Page excerpt Block Start

An Amtrak train traveling from New York to Miami collided with a CSX freight train early Sunday morning in Lexington County, South Carolina, killing two Amtrak personnel and injuring more than 100, according to authorities.
The crash overnight Sunday caused the lead engine and some passenger cars to derail, Amtrak said in a statement. There were 139 passengers and 8 crew aboard the Amtrak train when it collided with the freight at around 2:35 a.m. Sunday morning near Cayce, South Carolina, officials said.
One hundred-sixteen people in total had been taken to local hospitals, with injuries ranging from very minor to more serious, South Carolina Gov. Henry McMaster said during a news conference Sunday morning.
The engineer of the Amtrak train, 54-year-old Michael Kempf, and the conductor, 36-year-old Michael Cella, were killed during the collision, Lexington County Coroner Margaret Fisher said during a news conference. Kempf was from Savannah, Georgia, and Cella was from Orange Park, Florida, she said.

Page excerpt Block End
Extracted records Block Start

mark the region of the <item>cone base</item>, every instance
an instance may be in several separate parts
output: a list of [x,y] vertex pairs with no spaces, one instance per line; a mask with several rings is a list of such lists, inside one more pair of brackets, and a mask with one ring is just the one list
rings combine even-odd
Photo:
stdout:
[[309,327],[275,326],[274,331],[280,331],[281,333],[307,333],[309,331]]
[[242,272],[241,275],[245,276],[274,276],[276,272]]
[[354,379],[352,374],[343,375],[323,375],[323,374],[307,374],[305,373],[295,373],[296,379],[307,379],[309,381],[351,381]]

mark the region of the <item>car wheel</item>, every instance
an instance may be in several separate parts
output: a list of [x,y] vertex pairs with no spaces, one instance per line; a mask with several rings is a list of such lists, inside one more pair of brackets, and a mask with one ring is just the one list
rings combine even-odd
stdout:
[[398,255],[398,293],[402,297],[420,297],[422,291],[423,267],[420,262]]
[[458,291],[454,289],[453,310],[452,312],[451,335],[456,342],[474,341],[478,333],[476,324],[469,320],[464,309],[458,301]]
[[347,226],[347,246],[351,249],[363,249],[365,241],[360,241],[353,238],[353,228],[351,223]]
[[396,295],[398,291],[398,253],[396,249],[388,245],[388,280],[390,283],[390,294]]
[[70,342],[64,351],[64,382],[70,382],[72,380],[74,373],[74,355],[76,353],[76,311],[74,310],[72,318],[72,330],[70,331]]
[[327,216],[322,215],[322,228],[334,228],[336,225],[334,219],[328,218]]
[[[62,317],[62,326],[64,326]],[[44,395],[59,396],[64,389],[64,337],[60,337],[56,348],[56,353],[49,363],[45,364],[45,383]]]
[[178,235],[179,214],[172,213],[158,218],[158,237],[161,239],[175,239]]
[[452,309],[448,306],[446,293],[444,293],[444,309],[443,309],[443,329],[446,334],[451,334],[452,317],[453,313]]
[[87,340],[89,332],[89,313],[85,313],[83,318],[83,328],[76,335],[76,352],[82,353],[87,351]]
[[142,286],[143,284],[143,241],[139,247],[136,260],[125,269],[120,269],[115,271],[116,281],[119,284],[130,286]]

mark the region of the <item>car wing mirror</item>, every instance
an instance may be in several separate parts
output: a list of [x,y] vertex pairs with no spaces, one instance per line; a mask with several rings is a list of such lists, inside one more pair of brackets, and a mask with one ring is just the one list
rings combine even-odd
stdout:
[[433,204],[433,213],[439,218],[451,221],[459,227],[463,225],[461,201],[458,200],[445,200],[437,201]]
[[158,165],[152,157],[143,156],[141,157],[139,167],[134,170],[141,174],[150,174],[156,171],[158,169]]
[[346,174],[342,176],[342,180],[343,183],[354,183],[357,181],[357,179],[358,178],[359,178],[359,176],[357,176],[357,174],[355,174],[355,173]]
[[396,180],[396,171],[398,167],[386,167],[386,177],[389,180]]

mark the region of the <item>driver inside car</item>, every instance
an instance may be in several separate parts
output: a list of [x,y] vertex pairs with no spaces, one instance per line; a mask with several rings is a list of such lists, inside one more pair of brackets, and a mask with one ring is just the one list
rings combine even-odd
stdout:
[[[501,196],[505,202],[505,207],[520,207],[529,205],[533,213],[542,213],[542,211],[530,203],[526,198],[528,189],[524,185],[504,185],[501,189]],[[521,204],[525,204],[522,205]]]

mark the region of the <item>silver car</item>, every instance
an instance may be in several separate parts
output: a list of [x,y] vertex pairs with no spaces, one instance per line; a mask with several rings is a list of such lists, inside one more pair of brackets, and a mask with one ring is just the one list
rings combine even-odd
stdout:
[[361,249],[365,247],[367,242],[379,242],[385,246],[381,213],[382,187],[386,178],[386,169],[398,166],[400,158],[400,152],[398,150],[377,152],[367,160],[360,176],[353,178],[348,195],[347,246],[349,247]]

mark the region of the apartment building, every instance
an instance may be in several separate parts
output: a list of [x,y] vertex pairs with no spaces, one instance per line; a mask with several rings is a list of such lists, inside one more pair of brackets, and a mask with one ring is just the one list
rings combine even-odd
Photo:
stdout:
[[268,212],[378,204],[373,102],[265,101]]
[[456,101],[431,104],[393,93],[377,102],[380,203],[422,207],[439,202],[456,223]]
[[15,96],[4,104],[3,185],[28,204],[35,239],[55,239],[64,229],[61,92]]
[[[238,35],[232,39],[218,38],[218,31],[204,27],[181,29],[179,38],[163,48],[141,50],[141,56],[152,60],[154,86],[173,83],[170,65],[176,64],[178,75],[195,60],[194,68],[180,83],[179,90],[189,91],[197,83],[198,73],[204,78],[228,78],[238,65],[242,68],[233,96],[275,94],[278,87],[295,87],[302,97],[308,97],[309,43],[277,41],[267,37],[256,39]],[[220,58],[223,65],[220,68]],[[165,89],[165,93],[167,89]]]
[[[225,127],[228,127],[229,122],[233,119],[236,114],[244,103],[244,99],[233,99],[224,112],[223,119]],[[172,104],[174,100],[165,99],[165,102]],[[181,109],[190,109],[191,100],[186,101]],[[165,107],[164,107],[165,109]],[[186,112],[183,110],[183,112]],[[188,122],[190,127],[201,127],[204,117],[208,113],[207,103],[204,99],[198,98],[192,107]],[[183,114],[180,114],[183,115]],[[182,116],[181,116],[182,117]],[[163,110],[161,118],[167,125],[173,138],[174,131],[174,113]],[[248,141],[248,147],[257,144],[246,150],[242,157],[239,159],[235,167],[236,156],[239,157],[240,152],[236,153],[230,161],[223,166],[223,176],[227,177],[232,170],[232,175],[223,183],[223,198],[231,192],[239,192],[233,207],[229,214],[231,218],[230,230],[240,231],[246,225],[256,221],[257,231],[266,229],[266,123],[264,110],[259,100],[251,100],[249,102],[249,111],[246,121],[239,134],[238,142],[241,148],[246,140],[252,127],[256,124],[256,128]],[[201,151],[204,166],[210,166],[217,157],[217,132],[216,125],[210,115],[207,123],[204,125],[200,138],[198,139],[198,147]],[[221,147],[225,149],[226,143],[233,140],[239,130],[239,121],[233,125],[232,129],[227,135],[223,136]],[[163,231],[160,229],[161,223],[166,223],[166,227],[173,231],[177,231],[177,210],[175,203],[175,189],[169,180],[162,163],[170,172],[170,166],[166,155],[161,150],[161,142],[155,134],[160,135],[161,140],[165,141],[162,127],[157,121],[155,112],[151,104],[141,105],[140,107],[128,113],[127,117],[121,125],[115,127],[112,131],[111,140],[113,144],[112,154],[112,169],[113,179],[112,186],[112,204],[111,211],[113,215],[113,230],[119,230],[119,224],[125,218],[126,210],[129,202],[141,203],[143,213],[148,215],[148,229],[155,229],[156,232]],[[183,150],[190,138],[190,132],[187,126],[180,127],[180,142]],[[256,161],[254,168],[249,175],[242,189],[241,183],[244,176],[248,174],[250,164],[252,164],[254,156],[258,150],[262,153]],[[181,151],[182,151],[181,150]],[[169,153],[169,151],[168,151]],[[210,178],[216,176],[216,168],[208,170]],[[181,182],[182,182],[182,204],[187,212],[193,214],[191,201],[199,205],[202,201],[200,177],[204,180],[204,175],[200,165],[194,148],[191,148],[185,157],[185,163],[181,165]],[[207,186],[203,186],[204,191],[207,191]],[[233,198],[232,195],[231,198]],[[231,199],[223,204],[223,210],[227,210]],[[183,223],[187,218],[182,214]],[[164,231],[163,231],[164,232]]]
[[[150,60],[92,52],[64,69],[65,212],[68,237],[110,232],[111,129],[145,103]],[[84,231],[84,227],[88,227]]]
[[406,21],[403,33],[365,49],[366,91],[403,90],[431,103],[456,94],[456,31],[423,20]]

Extracted records Block End
Extracted records Block Start

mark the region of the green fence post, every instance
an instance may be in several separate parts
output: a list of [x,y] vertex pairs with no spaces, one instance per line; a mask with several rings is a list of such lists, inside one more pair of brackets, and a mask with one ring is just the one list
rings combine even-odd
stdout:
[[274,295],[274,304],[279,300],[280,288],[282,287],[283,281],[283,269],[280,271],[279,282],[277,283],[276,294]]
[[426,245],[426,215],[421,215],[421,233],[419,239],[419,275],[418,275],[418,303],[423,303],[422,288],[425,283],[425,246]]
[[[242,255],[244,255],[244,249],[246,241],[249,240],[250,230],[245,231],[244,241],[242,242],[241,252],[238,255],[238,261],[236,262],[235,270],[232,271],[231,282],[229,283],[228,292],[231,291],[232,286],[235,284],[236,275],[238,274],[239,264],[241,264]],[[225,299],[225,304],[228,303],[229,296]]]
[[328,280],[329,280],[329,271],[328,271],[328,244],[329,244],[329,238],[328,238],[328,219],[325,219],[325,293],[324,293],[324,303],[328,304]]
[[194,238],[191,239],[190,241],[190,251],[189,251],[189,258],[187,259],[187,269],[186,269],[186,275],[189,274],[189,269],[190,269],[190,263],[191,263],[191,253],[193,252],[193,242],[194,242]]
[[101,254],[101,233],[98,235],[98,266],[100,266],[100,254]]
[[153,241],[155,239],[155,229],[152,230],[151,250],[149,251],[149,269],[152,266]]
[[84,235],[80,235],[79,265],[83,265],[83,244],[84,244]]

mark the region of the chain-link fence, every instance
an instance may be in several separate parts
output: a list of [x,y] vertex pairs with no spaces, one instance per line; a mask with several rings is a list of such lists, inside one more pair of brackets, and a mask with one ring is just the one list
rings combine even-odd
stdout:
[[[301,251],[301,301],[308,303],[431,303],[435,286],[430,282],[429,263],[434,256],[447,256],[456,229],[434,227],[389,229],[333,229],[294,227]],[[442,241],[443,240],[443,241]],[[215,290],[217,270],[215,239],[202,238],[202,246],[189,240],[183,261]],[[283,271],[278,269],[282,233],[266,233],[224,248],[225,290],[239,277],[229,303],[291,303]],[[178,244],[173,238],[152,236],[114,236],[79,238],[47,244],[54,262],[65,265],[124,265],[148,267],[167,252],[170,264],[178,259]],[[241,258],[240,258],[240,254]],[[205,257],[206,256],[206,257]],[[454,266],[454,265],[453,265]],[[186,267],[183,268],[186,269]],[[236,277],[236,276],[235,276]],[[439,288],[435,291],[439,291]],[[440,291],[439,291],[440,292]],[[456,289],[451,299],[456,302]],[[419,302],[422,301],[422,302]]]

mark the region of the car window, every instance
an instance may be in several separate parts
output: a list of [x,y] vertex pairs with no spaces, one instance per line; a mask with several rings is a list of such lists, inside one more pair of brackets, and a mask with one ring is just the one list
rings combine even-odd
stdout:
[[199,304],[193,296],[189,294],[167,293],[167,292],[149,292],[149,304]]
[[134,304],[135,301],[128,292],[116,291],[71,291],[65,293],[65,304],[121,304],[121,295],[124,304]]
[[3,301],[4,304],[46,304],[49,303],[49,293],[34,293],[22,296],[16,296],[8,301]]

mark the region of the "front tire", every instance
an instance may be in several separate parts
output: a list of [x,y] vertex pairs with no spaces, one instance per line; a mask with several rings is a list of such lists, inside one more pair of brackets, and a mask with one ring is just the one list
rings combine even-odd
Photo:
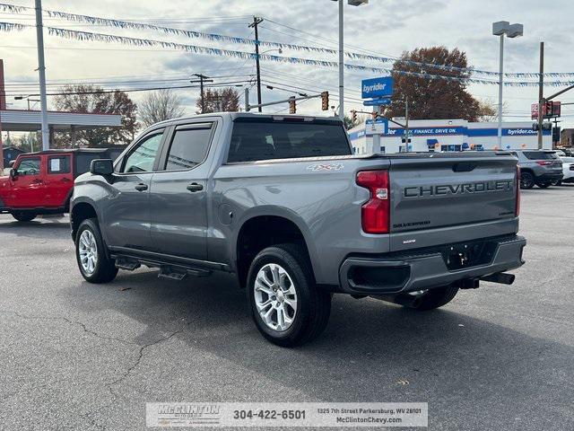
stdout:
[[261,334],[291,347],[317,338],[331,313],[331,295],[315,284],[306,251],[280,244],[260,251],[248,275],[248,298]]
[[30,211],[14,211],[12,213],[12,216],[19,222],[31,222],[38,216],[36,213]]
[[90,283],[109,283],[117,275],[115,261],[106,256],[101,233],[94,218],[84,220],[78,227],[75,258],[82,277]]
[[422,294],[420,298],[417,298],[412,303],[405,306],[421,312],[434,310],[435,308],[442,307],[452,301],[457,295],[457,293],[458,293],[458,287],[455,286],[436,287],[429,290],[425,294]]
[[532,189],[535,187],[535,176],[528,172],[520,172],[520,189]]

Extracted records Block End
Extracted records Block Start

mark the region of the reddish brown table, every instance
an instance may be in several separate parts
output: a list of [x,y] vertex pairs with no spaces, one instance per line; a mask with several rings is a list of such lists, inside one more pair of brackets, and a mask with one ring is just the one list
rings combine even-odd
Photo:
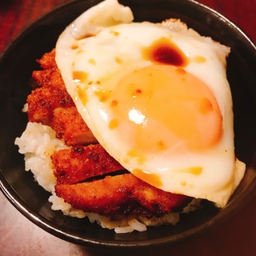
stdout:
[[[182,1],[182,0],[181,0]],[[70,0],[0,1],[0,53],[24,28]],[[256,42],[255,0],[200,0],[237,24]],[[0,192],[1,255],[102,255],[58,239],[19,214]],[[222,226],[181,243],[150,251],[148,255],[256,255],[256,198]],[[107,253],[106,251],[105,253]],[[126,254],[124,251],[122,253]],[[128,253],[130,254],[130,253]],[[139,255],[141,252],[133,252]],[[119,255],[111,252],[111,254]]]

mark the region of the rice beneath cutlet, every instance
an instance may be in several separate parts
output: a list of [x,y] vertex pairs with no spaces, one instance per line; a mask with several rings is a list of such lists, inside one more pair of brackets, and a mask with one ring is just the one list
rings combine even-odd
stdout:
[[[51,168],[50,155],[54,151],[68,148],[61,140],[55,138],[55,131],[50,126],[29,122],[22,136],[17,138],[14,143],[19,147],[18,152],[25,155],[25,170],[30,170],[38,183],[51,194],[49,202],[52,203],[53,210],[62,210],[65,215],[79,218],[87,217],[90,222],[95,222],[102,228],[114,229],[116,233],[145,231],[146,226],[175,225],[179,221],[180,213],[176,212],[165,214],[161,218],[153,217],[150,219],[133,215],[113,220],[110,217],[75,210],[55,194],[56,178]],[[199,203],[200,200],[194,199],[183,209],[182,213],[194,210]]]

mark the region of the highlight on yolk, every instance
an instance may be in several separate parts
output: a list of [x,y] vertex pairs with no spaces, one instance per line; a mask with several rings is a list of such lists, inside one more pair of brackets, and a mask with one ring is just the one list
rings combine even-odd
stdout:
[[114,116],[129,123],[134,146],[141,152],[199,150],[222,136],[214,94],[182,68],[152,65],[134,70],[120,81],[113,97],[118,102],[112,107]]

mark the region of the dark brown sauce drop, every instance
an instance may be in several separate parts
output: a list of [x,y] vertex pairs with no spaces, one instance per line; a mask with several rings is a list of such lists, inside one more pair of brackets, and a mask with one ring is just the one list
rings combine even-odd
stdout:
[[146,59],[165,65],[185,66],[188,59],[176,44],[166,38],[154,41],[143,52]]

Extracted records Block End

**What you are asked to do:**
Duplicate the portion of the train collision report between "An Amtrak train" and "Carolina, officials said.", inclusive. The dataset items have no connection to the report on the train collision.

**Task solution:**
An Amtrak train traveling from New York to Miami collided with a CSX freight train early Sunday morning in Lexington County, South Carolina, killing two Amtrak personnel and injuring more than 100, according to authorities.
The crash overnight Sunday caused the lead engine and some passenger cars to derail, Amtrak said in a statement. There were 139 passengers and 8 crew aboard the Amtrak train when it collided with the freight at around 2:35 a.m. Sunday morning near Cayce, South Carolina, officials said.